§ **What you should do**
Print the lines below exactly as written, with none missing.

§ **Dataset extract**
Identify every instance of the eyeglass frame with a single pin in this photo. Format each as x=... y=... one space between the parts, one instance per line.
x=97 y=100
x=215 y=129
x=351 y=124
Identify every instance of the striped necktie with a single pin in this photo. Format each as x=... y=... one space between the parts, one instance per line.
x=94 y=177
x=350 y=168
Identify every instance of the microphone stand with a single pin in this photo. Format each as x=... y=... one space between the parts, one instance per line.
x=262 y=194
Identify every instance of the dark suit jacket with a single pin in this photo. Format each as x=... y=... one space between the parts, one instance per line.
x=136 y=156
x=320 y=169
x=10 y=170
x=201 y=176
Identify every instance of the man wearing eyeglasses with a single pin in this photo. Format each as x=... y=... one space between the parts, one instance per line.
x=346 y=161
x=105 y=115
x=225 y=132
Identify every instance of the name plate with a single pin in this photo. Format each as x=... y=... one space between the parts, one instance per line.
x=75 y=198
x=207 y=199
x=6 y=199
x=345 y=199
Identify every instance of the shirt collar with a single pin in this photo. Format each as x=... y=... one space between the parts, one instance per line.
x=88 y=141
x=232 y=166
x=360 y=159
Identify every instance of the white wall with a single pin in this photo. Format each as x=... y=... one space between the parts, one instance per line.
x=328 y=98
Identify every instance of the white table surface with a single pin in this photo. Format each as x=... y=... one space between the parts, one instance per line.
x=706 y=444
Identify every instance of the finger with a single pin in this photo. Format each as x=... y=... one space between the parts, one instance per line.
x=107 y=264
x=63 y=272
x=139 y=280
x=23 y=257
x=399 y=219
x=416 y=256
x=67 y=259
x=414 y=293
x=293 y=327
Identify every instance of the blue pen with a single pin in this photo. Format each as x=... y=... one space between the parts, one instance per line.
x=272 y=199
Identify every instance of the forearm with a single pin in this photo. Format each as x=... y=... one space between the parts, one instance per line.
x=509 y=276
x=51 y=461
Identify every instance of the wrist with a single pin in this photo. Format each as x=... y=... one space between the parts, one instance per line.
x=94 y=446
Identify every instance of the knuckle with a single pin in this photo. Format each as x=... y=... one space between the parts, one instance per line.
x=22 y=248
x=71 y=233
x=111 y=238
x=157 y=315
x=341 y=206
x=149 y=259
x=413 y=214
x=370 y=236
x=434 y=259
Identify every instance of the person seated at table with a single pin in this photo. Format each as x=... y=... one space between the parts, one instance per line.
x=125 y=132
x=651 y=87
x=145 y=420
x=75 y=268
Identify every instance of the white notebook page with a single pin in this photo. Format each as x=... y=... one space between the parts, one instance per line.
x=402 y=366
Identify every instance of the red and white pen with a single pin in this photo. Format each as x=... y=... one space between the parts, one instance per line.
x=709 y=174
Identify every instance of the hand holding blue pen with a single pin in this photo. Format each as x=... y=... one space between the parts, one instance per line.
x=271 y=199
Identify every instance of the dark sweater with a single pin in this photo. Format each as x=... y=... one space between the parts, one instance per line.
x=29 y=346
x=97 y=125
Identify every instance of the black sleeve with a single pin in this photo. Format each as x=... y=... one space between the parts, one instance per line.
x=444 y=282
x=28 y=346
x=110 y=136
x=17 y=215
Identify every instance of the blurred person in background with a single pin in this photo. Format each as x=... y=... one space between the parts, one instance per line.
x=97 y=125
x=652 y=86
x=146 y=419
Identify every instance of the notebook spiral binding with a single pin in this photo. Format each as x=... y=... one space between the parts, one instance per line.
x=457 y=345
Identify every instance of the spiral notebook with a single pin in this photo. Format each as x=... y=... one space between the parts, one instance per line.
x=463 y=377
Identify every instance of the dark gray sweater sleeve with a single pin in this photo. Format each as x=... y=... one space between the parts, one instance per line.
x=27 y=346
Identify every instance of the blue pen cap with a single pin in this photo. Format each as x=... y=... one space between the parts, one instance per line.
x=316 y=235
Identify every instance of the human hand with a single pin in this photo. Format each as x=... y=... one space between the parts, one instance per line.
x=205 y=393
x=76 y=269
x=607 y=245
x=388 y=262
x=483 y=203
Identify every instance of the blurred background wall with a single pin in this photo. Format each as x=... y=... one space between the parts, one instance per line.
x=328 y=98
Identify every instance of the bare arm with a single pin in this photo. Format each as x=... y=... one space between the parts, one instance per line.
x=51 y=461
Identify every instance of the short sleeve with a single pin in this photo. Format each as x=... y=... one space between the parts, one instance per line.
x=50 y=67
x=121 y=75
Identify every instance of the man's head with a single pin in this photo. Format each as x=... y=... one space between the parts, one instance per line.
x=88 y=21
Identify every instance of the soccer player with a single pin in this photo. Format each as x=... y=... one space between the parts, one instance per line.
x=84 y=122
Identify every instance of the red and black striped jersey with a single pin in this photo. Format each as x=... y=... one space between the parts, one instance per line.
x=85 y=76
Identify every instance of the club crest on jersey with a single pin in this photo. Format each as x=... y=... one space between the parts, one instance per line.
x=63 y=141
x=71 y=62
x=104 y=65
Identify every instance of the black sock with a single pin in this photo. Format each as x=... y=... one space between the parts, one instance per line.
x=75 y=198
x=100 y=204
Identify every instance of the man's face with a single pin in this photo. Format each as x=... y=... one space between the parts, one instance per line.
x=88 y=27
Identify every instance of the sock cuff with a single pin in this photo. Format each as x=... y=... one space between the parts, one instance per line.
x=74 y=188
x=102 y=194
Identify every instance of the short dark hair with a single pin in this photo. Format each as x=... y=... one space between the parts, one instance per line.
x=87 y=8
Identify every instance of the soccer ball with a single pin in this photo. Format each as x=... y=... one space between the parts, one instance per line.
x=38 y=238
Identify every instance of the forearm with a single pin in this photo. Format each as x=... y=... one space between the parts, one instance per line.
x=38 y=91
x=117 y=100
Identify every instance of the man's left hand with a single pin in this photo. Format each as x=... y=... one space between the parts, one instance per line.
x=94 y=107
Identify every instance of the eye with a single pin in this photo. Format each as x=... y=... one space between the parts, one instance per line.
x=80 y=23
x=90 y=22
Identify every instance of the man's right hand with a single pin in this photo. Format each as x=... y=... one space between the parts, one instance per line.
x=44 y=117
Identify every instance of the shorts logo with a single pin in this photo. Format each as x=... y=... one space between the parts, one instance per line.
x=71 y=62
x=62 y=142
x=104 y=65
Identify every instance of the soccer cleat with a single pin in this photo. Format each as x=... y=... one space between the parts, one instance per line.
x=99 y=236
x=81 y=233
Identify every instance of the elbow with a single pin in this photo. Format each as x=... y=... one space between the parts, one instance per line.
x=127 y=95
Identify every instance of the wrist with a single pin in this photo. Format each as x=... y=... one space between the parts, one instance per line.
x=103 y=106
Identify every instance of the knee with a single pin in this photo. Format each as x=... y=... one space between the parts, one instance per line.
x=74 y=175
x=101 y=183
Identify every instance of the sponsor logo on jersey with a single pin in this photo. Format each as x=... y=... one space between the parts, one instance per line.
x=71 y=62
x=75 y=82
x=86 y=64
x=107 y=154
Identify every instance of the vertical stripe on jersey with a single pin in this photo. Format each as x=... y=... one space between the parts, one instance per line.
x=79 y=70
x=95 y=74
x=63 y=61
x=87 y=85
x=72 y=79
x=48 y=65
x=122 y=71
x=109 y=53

§ **Answer to this problem**
Identify every instance of the eyeglass frame with a single pin in this photo. Format each as x=... y=... one space between the parts, one instance per line.
x=97 y=100
x=215 y=129
x=351 y=124
Identify every instance of the striped necktie with a single pin in this photo. Format each as x=... y=... one space between the parts, one instance per line.
x=94 y=177
x=350 y=168
Identify every instance of the microphone stand with a single pin in this photo. Format each as x=... y=... one space between the parts, one instance per line.
x=262 y=194
Identify every instance of the dark suit jacket with a single pin in this photo. Format each as x=... y=... one space between the parts, one instance per line.
x=136 y=156
x=320 y=169
x=10 y=170
x=201 y=176
Identify every instance of the man wearing eyeglasses with a single pin in this photo. Format each as x=... y=... one space between the parts, one instance per line.
x=346 y=161
x=105 y=115
x=225 y=132
Identify every instance of the name plate with a single pin in this photo. Format each as x=... y=... one space between the parts, one instance per line.
x=75 y=198
x=207 y=199
x=6 y=199
x=345 y=199
Identify every instance of the shirt collar with a single pin in this photo. Format each as x=... y=... one space between the parts, one instance per line.
x=88 y=141
x=232 y=166
x=360 y=159
Identify every instance of the white wall with a single pin in this photo. Format each as x=... y=... one space between the parts, one instance per line.
x=328 y=98
Identify every instance of the white table surface with a single pin in this photo. Format each as x=... y=... one space between the parts, one instance per line.
x=706 y=444
Identify every instance of the finger with a single pin in this photo. Format each as x=... y=... one space between the parts, one instance per line.
x=107 y=264
x=63 y=272
x=139 y=280
x=23 y=257
x=399 y=219
x=416 y=256
x=67 y=259
x=414 y=293
x=293 y=327
Identify every instance of the blue pen with a single pin in this photo. Format each as x=... y=... one space between the parts, one instance per line.
x=272 y=199
Identify every instance of the forearm with a single pin in this photo. Format each as x=... y=... one space between the parts, one instance per line.
x=509 y=276
x=51 y=461
Identify every instance of the wrist with a single pin in this photo. Format each as x=... y=... one space between the parts, one instance per line.
x=94 y=446
Identify every instance of the knuckle with a single pin in this photo. Format each as x=... y=... one space between the parts, one instance per line.
x=22 y=248
x=71 y=233
x=111 y=238
x=157 y=315
x=341 y=206
x=149 y=259
x=413 y=214
x=370 y=236
x=434 y=259
Identify every instance of the person seated at table with a single pin in this photo. Format each as x=... y=... one space between the parts, one instance per line.
x=125 y=132
x=651 y=87
x=145 y=420
x=75 y=268
Identify every instance of the white notebook page with a single pin in this photo. Format each as x=... y=... one space between the parts, one instance per line.
x=402 y=366
Identify every instance of the red and white pen with a single pin in this photo. Format each as x=... y=... one space between the parts, one instance per line.
x=709 y=174
Identify every instance of the hand holding blue pen with a single pin in this photo. Format each as x=... y=... one space between the parts, one instance per line.
x=271 y=199
Identify every instance of the dark sweater with a single pin in this photo. Format each as x=... y=... one space between the parts, one instance per line.
x=29 y=346
x=97 y=125
Identify every instance of the black sleeve with a single pin in this photo. Format each as x=... y=... one space between the parts, one instance per line.
x=444 y=282
x=28 y=346
x=110 y=136
x=17 y=215
Identify every instance of the blurred person in background with a single pin in this photo. Format each as x=... y=... one space between the parts, one instance per line.
x=97 y=125
x=652 y=86
x=146 y=419
Identify every instance of the notebook spiral binding with a single pin in this photo. Format each as x=... y=... one space between the parts, one instance per line.
x=457 y=345
Identify every instance of the spiral notebook with a single pin in this photo. Format each as x=... y=... one space between the parts, one instance per line.
x=463 y=377
Identify every instance of the dark gray sweater sleeve with a single pin in this photo. Format each as x=... y=... one space between the parts, one instance per line.
x=27 y=346
Identify every instance of the blue pen cap with a single pin in this photo. Format each as x=... y=... one space between the parts, one instance per line.
x=316 y=235
Identify every instance of the human hand with a single pin in this photo. Format each as x=... y=... one space between the parts, one instance per line.
x=205 y=393
x=76 y=269
x=607 y=245
x=388 y=262
x=483 y=203
Identify every instance of the blurred background wall with a single pin in this photo. Format each as x=... y=... one space between the parts, one instance per line.
x=328 y=98
Identify every instance of the bare arm with a single pin in this photo. Format each as x=... y=... one space between the parts, one instance per line.
x=51 y=461
Identify every instance of the short sleeve with a single pin in this photo. Format each as x=... y=... one space between the parts, one instance per line.
x=50 y=67
x=121 y=75
Identify every instance of the man's head with a single pin in this photo. Format each as x=... y=... one space between the parts, one instance per line.
x=88 y=21
Identify every instance of the soccer player with a single pin in this photo. Format each as x=... y=... one space between the parts, one instance per line.
x=84 y=122
Identify every instance of the red and black striped jersey with a single pin in this photo. Format each as x=... y=... one space between the parts, one instance per line.
x=85 y=76
Identify every instance of the club crest on jersey with a single pin in this photo. Format each as x=... y=... one space between the parts, one instance per line.
x=63 y=141
x=71 y=62
x=104 y=65
Identify every instance of the black sock with a single pin in this photo. Format each as x=... y=... one space between the parts, one instance per line.
x=75 y=198
x=100 y=204
Identify every instance of the man's face with a single pin in this photo. Format each as x=... y=... one space between the parts, one instance per line.
x=88 y=27
Identify every instance of the sock cuff with a single pin in this photo. Format each as x=... y=... one space between the parts, one instance per line.
x=74 y=188
x=102 y=194
Identify every instance of the short dark hair with a single pin in this photo. Format each as x=... y=... one space between the parts, one instance per line.
x=87 y=8
Identify every instance of the soccer ball with a single pin in this photo. Format each as x=... y=... one space between the parts, one instance per line.
x=38 y=238
Identify every instance of the forearm with a single pin in this photo. Format each as x=... y=... one space between the parts, one instance per line.
x=38 y=91
x=117 y=100
Identify every instance of the man's left hand with a single pin in this photo. Format each as x=... y=... one space between the parts, one instance per line.
x=94 y=107
Identify every instance of the eye with a single pin in this photo. Format each as x=... y=... one space between the parts, one instance per line.
x=80 y=23
x=90 y=22
Identify every instance of the man's right hand with a single pin in this photo. Format each as x=... y=... one space between the parts, one instance per line.
x=44 y=117
Identify every instance of the shorts logo with a single pin in this photo. Format each as x=... y=... one space between the parts, one instance per line.
x=71 y=62
x=62 y=142
x=104 y=65
Identify every instance of the soccer cleat with a single pin in this photo. Format each as x=... y=... one space between the parts, one instance per line.
x=99 y=236
x=81 y=233
Identify every instance of the elbow with a single pin in this photo. Format each as x=... y=... one space between the parts, one instance per line.
x=127 y=95
Identify every instance of the wrist with a single pin in this photo. Format each as x=... y=... one space between the parts, one instance per line.
x=103 y=106
Identify every instance of the knee with a single pin in this photo. Format each as x=... y=... one space between the parts, one instance per line.
x=74 y=175
x=101 y=183
Identify every instance of the sponsor logo on jersey with a single pin in this photo. Format each as x=... y=... one space between the parts, one instance per line.
x=71 y=62
x=75 y=82
x=86 y=64
x=107 y=154
Identify every instance of the vertical stripe on jersey with a single pin in this photo. Format each as x=... y=... one space between the parts, one instance per line.
x=79 y=70
x=95 y=74
x=63 y=61
x=87 y=85
x=72 y=79
x=48 y=65
x=122 y=71
x=109 y=53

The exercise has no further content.